## Supplied passage
Major existential crisis vs minor annoyance
A friend asked me the other day how things were going with the current book. This was my reply:
I’ve dragged it kicking and screaming to 16K and have hit the stage where I think it’s all terrible and the characters are cardboard and I haven’t done enough research and it shows and I’ve got everything wrong and should just dump the entire project.
Interestingly, this state of affairs didn’t particularly bother me. Because, as I went on to say, I remember this happening last time round. In fact, I officially gave up on Speak Its Name at least twice because I thought it was all terrible and the characters were cardboard and I hadn’t done enough research and it showed and I’d got everything wrong. So I just dumped the entire project.
Except I didn’t, obviously, because twice – or more – I came back to it, dug in again, and sorted out what was wrong.
This time round, I see exactly what’s going on. I recognise the stuckness as a minor annoyance rather than a major existential crisis. I also see why it’s feeling stuck.

## Stored data
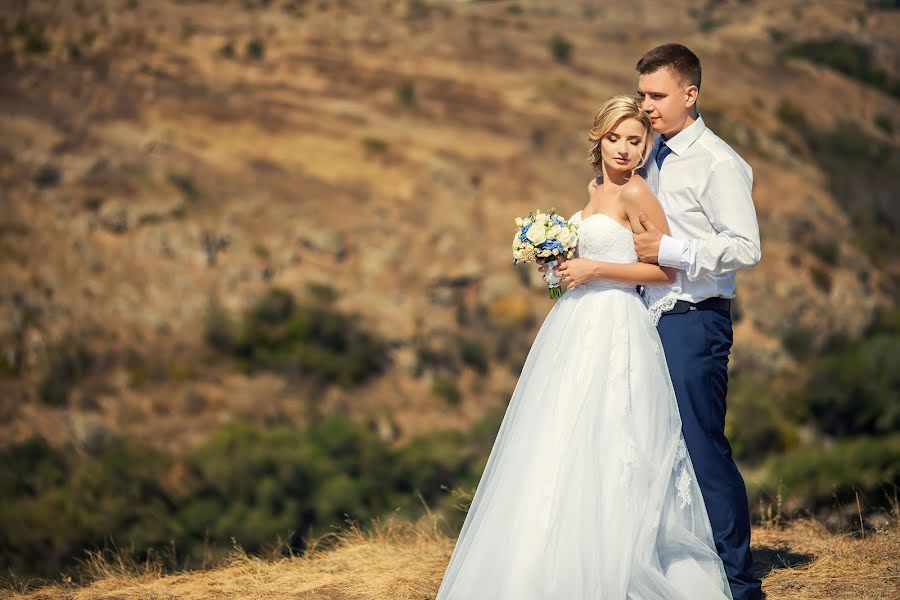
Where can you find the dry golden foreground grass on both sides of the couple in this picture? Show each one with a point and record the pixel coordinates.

## Parts of the exercise
1 - According to the passage about the stalled book, how many times did the writer officially give up on Speak Its Name?
2 - From the passage about the stalled book, extract the text from "Interestingly, this state" up to and including "it’s feeling stuck.".

## Task solutions
1 - At least twice.

2 -
Interestingly, this state of affairs didn’t particularly bother me. Because, as I went on to say, I remember this happening last time round. In fact, I officially gave up on Speak Its Name at least twice because I thought it was all terrible and the characters were cardboard and I hadn’t done enough research and it showed and I’d got everything wrong. So I just dumped the entire project.
Except I didn’t, obviously, because twice – or more – I came back to it, dug in again, and sorted out what was wrong.
This time round, I see exactly what’s going on. I recognise the stuckness as a minor annoyance rather than a major existential crisis. I also see why it’s feeling stuck.